_PROBLEM REQUIREMENTS_:
Print verbatim the lines of the entries from the one containing "Each instance of the logo" to the last, inclusive, and no others.

EXTRACTED ENTRIES start

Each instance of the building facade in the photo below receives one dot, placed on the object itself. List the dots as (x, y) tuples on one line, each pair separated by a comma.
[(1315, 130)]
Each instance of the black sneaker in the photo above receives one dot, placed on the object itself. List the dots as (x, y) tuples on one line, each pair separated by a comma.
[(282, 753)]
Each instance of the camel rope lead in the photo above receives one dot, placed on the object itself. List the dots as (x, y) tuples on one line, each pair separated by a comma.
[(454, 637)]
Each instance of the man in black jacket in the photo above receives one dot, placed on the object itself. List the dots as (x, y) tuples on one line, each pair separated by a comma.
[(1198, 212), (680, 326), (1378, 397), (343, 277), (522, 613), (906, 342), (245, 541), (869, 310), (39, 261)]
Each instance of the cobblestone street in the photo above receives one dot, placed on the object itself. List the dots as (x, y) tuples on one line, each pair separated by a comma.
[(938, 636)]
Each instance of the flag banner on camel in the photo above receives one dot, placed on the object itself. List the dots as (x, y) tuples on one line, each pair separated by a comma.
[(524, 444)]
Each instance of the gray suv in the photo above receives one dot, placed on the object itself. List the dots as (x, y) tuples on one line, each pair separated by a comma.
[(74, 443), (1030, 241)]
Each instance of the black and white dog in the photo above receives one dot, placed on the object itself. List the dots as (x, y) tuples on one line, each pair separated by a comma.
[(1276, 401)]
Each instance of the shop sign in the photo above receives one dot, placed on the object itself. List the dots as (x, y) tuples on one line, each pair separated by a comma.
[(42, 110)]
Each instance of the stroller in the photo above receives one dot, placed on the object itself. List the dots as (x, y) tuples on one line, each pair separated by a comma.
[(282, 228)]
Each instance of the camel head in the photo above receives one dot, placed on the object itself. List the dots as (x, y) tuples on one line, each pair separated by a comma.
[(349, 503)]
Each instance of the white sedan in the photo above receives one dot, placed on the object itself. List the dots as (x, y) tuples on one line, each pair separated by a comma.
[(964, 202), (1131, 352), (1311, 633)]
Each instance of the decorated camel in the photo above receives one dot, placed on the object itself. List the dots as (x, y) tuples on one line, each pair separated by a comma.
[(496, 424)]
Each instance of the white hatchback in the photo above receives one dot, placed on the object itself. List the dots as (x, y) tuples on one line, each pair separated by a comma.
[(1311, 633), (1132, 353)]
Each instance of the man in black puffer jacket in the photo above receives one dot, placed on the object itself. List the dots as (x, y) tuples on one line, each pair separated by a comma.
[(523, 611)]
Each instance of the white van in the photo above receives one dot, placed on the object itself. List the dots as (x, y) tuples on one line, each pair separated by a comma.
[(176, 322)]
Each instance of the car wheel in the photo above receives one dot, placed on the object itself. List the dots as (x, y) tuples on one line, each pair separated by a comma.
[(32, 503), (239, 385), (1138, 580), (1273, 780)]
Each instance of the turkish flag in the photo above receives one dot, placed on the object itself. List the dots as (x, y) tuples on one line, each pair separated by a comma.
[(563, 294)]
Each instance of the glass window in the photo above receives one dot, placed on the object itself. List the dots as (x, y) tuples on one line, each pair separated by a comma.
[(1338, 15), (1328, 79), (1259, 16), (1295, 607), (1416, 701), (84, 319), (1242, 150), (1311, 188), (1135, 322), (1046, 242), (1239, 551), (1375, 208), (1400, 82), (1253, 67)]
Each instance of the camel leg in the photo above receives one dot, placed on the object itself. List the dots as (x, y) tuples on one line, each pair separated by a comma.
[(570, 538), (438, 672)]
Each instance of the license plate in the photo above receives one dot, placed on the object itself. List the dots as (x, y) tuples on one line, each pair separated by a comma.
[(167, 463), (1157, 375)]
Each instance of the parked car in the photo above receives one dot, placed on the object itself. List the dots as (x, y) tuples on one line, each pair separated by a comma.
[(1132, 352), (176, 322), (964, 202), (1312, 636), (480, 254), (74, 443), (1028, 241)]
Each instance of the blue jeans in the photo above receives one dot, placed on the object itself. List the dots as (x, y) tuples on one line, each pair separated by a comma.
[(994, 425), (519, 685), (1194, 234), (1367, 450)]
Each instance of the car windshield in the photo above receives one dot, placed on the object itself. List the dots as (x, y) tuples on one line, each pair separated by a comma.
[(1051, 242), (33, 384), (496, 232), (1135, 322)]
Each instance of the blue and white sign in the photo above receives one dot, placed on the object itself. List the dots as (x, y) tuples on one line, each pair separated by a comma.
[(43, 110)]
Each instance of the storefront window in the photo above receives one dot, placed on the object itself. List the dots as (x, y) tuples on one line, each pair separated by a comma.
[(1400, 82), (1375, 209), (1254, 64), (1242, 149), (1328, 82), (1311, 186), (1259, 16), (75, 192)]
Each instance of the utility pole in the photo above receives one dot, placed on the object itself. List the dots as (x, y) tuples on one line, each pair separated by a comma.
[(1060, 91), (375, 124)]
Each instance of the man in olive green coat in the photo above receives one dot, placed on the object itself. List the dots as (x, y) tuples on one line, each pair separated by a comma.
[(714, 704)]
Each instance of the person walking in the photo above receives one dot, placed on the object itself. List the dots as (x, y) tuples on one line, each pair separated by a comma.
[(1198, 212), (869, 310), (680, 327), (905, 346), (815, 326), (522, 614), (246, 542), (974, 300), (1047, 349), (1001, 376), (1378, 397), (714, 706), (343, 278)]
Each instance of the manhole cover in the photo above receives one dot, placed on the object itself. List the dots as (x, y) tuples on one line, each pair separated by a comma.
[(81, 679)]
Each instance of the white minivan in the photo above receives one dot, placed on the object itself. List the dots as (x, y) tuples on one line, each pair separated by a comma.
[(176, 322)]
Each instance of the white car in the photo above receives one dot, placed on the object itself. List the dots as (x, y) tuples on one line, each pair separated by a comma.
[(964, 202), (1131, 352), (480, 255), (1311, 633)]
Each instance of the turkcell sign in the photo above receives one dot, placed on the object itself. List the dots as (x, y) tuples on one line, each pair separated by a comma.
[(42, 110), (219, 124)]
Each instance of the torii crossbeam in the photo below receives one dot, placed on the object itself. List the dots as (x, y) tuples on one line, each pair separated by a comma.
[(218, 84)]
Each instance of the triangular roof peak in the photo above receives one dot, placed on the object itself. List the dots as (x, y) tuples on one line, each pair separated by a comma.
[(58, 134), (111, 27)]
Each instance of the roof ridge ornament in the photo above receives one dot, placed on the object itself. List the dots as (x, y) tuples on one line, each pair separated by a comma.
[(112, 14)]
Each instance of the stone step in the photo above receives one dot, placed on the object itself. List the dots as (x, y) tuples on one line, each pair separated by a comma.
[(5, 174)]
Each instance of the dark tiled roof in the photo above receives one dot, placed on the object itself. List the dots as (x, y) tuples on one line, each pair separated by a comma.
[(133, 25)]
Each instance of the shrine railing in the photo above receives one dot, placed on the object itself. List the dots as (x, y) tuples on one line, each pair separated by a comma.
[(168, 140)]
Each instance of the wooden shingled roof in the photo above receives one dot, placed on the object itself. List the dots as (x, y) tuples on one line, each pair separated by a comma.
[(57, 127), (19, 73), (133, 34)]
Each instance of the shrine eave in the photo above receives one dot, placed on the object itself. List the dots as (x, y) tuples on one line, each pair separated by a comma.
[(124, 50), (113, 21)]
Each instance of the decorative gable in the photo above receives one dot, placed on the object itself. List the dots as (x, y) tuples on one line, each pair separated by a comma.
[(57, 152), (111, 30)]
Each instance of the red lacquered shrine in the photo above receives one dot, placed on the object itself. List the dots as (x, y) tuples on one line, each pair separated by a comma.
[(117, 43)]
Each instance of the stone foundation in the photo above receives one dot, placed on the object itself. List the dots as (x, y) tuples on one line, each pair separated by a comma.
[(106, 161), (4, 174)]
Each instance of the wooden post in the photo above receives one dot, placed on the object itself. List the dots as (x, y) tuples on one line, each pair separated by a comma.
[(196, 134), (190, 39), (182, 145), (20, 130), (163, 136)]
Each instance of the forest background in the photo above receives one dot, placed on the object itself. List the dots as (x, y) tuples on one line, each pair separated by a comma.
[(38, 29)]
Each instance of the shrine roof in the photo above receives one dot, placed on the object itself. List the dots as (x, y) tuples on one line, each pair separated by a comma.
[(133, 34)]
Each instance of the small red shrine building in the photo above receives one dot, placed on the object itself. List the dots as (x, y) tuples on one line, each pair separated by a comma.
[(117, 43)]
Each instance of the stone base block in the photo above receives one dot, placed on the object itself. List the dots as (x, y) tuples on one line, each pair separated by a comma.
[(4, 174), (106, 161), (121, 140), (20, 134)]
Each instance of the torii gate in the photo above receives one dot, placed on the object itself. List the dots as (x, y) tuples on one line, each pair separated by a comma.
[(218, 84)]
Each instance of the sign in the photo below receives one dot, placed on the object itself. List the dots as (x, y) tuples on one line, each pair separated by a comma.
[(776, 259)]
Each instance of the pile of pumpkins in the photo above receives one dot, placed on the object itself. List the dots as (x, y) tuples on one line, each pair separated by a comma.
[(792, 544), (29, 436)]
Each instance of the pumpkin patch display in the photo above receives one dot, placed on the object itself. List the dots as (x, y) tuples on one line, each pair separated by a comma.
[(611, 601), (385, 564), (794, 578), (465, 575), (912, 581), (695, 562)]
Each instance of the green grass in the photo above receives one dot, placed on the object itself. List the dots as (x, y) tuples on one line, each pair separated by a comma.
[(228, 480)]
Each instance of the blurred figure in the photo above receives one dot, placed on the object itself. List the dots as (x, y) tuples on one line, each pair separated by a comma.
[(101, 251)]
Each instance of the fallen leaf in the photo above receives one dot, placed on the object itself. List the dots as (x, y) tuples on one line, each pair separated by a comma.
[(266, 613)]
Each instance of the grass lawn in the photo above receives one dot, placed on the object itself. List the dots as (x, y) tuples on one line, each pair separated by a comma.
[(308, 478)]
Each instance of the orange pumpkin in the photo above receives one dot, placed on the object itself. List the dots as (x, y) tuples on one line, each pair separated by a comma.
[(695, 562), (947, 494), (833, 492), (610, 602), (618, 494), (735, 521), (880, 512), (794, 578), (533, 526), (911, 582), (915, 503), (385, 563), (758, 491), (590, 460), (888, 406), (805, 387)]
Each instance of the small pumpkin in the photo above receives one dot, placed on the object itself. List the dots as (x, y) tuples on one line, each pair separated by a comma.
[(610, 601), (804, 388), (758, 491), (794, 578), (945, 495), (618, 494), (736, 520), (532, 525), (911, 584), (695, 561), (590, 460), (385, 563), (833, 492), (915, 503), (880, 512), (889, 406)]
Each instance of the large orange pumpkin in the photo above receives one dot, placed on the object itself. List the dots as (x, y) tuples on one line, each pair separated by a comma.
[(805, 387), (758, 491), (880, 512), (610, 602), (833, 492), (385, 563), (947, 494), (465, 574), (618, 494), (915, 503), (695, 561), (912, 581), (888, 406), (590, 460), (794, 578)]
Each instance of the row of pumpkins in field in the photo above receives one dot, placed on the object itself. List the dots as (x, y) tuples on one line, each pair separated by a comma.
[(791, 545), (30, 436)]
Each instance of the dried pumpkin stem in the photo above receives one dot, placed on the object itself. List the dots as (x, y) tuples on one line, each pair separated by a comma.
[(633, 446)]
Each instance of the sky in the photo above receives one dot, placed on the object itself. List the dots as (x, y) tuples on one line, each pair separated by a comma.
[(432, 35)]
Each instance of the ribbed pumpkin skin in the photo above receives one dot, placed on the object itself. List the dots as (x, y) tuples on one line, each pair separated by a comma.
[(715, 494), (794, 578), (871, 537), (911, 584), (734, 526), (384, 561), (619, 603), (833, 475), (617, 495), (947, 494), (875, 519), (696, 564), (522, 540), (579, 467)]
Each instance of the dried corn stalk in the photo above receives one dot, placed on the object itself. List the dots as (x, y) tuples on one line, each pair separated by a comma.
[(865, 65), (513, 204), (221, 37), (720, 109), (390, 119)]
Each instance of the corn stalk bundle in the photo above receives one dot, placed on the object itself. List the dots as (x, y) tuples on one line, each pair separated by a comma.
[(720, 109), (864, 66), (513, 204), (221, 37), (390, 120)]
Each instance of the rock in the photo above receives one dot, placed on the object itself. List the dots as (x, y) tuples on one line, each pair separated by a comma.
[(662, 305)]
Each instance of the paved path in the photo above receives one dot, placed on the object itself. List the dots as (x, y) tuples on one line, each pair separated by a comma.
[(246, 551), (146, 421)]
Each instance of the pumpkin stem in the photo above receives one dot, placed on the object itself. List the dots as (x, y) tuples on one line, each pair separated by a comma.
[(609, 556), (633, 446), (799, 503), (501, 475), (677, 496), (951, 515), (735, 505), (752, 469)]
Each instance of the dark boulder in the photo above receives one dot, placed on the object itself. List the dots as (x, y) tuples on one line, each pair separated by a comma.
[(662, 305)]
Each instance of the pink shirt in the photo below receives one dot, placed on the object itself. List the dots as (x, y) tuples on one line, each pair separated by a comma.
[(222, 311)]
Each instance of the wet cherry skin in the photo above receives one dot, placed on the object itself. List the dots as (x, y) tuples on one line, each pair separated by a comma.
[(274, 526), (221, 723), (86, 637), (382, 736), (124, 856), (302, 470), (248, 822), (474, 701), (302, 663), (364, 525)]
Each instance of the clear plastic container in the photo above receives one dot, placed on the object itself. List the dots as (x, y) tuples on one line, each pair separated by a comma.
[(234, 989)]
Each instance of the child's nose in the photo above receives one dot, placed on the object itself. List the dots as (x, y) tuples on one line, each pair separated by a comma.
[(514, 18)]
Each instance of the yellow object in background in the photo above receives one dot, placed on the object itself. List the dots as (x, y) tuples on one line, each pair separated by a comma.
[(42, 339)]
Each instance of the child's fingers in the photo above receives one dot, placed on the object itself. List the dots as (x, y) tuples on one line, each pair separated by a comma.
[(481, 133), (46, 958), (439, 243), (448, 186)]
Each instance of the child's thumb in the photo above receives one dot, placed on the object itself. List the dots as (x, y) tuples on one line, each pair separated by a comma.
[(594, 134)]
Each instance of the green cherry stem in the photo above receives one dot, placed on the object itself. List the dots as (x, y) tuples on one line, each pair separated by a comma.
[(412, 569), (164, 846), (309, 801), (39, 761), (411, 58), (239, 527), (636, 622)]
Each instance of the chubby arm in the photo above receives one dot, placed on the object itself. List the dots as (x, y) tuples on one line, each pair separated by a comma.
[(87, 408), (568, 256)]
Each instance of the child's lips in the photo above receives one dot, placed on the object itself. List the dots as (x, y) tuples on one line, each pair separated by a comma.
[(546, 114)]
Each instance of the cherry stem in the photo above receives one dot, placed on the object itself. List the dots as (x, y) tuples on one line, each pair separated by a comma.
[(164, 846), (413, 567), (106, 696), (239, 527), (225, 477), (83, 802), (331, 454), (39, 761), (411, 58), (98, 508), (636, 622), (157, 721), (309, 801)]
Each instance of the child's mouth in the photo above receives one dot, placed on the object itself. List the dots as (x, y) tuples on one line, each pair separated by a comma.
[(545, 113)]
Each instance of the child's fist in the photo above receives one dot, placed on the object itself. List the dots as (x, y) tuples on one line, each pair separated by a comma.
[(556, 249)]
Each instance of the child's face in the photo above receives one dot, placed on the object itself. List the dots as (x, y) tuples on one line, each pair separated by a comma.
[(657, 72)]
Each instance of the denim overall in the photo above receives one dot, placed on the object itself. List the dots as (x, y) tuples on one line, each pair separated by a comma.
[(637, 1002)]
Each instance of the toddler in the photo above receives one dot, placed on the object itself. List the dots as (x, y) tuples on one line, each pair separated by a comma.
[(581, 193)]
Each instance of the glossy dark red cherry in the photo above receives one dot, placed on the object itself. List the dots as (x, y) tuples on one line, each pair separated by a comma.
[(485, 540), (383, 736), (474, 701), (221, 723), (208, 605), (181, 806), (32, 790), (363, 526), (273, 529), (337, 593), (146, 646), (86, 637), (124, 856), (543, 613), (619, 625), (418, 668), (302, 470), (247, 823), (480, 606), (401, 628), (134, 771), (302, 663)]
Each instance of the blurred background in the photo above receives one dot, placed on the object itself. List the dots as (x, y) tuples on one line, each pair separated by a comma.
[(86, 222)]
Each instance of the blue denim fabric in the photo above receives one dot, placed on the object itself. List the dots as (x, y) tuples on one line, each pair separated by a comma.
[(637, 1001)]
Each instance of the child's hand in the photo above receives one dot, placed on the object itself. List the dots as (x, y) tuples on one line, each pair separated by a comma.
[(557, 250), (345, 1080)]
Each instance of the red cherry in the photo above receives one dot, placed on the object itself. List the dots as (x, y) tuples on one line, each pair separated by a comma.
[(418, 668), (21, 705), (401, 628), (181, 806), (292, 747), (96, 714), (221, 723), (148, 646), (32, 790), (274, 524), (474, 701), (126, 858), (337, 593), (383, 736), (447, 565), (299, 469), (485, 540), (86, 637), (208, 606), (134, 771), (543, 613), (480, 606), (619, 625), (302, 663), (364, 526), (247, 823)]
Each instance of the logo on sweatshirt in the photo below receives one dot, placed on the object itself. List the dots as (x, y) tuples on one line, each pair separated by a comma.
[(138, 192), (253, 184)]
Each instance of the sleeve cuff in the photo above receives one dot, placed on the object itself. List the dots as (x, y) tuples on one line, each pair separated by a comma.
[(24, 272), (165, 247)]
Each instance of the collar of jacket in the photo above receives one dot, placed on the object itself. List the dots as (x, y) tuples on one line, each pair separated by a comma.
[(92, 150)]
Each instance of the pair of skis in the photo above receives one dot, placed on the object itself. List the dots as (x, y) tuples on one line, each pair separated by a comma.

EXTRACTED ENTRIES end

_RESULT OF THE TASK_:
Each instance of the logo on sweatshirt in the photo below receives one dot, placed on the object itself. List the dots as (x, y) tuples on one line, each pair separated by a comma.
[(138, 192), (253, 184)]
Each instance of the sleeve cuff in the photo above receives one dot, placed on the object itself. List the dots as (x, y) tuples on one line, each pair separated by a comma.
[(24, 272), (165, 247)]
Each instance of the collar of jacket in the photo above receives one dot, placed on the object itself. List the dots as (x, y) tuples on one line, each pair separated by a comma.
[(92, 150)]
Each instance of the pair of skis in the photo above receives one dot, placed on the object itself. List the dots as (x, y) tuples on one line, each pair separated by a comma.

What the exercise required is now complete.